▸ **Texto fornecido**:
• • • • •
Eu sou o caderno velho com páginas brancas. Sou as fotos
velhas, de sonhos finalizados, guardadas no fundo da gaveta.
Sou os rascunhos no fundo da lixeira. Sou a risada que voa ao
vento.
Eu sou o “Eu te amo” incompleto. Aquele SMS abreviado.
Sou a carta, escrita, sem motivo descrito. As palavras que o
tempo sufocou no ar.
A brecha na lei. Sou o pássaro sem asas que caiu ao abismo.
Sou todo o resto morto ou vivo que sobrou de mim. Aquele que vivia em mim que o
tempo deteriorou.
Morreu, putrefou-se, se decompôs.
Foi-se, por motivo natural, surreal, destino, acaso, mágoa,
receio, abstinência, alegria, fuga.
Só sei que foi.
E o que sobrou. A secura. O vazio mais seco que as folhas de
papiro.
O que sobraram foram as histórias impregnadas na secura.
Histórias de noites e dias. Sóis e luas. Estrelas e nuvens.
O silêncio ecoa em mim, como aplausos falsos. O barulho mais
alto é o sangue fluido. Mas nem no mesmo há energia. Já em minha mente, a única
coisa que ocupa meu cérebro é o simples aprendizado que restou dos livros que
eu engolia tão desesperadamente em busca de conforto.
Mas isso já mudou.
Os livros já não podem salientar o que eu tentava esconder.
Olhar para o céu estrelado já não ilumina meus olhos.
Escrever já não desabafa.
Dormir já não evita visões que eu busco tão desesperadamente
para parar de ver.
Já não faz três semanas desde o inicio do ano, e já perdi
totais esperanças de realizar qualquer expectativa ou desejos para fazer esse
ano valer a pena.
Coração cravejado pelo vento.
O vento carrega sons. Uivos, sussurros, ar.
Carrega notas musicais, musicas pensantes.
O vento que sopra dentro de mim, desde meus ouvidos ao meu
corpo, são magníficos. Ventos que me fazem pensar. Cássia Eller, Renato Russo,
Engenheiros do Hawaii, Marisa Monte, Caetano Veloso, Cazuza, Titãs e Los
Hermanos. Os mesmos me confortam com palavras indiretas.
Meu peito compartilha um pequeno espaço entre músicas e
palavras. Palavras cantadas ou lidas.
Mesmo o vazio ocupando o inteiro, são as Palavras ditas,
lidas ou cantadas que alimentam esse vazio.
Quando o vazio começou a crescer mergulhei num drama melancólico
que eu exalava constantemente. Melancolia narrada por Caio Fernando de Abreu,
Gabito Nunes, Vinicius de Moraes, Paulo Coelho, Clarisse Lispector, Tati
Bernardi, Carlos Drummond de Andrade.
As pessoas leem ou ouvem músicas por puro prazer. Ou pelo simples
fato de se encontrarem em algo narrado ou que possa ser ouvido.
• • • • •
Itens de uma fonte de dados
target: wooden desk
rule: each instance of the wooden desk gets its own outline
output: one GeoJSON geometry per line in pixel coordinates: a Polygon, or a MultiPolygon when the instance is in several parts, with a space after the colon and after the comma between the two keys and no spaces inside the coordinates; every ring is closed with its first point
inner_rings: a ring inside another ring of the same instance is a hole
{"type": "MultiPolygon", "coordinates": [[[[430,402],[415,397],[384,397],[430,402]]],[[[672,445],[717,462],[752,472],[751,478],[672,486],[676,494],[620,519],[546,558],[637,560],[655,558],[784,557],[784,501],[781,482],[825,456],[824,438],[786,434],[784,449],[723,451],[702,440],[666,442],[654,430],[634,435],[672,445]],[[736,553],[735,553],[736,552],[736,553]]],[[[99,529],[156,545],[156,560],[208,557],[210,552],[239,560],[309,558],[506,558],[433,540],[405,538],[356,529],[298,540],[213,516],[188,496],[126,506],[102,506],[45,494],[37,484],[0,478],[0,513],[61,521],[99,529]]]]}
• • • • •
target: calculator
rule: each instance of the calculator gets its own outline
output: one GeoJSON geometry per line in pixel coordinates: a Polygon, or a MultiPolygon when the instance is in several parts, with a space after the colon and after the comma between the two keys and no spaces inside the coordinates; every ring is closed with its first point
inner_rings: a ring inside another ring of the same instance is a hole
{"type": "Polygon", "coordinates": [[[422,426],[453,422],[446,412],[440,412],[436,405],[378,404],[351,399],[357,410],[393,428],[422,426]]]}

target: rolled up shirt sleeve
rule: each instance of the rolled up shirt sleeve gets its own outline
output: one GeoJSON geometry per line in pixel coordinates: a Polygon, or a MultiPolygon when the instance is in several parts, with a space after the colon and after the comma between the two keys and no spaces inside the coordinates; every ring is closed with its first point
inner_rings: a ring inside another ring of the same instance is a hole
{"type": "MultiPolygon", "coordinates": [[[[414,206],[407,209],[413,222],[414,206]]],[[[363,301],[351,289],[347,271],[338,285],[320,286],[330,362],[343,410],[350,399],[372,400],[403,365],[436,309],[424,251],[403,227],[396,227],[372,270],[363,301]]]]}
• • • • •
▸ **Resolva o seguinte**:
1/ Responda, com base no texto:
(a) Que tipo de mensagem abreviada é citada?
(b) Qual é o barulho mais alto?
(c) Quanto tempo se passou desde o início do ano?
2/ Devolva, sem nenhuma alteração, o trecho do texto que vai de "Histórias de noites" até "isso já mudou.".
Os itens não têm relação alguma com o texto.

▸ **Respostas**:
1/
(a) Um SMS.
(b) O sangue fluido.
(c) Ainda não faz três semanas.

2/
Histórias de noites e dias. Sóis e luas. Estrelas e nuvens.
O silêncio ecoa em mim, como aplausos falsos. O barulho mais
alto é o sangue fluido. Mas nem no mesmo há energia. Já em minha mente, a única
coisa que ocupa meu cérebro é o simples aprendizado que restou dos livros que
eu engolia tão desesperadamente em busca de conforto.
Mas isso já mudou.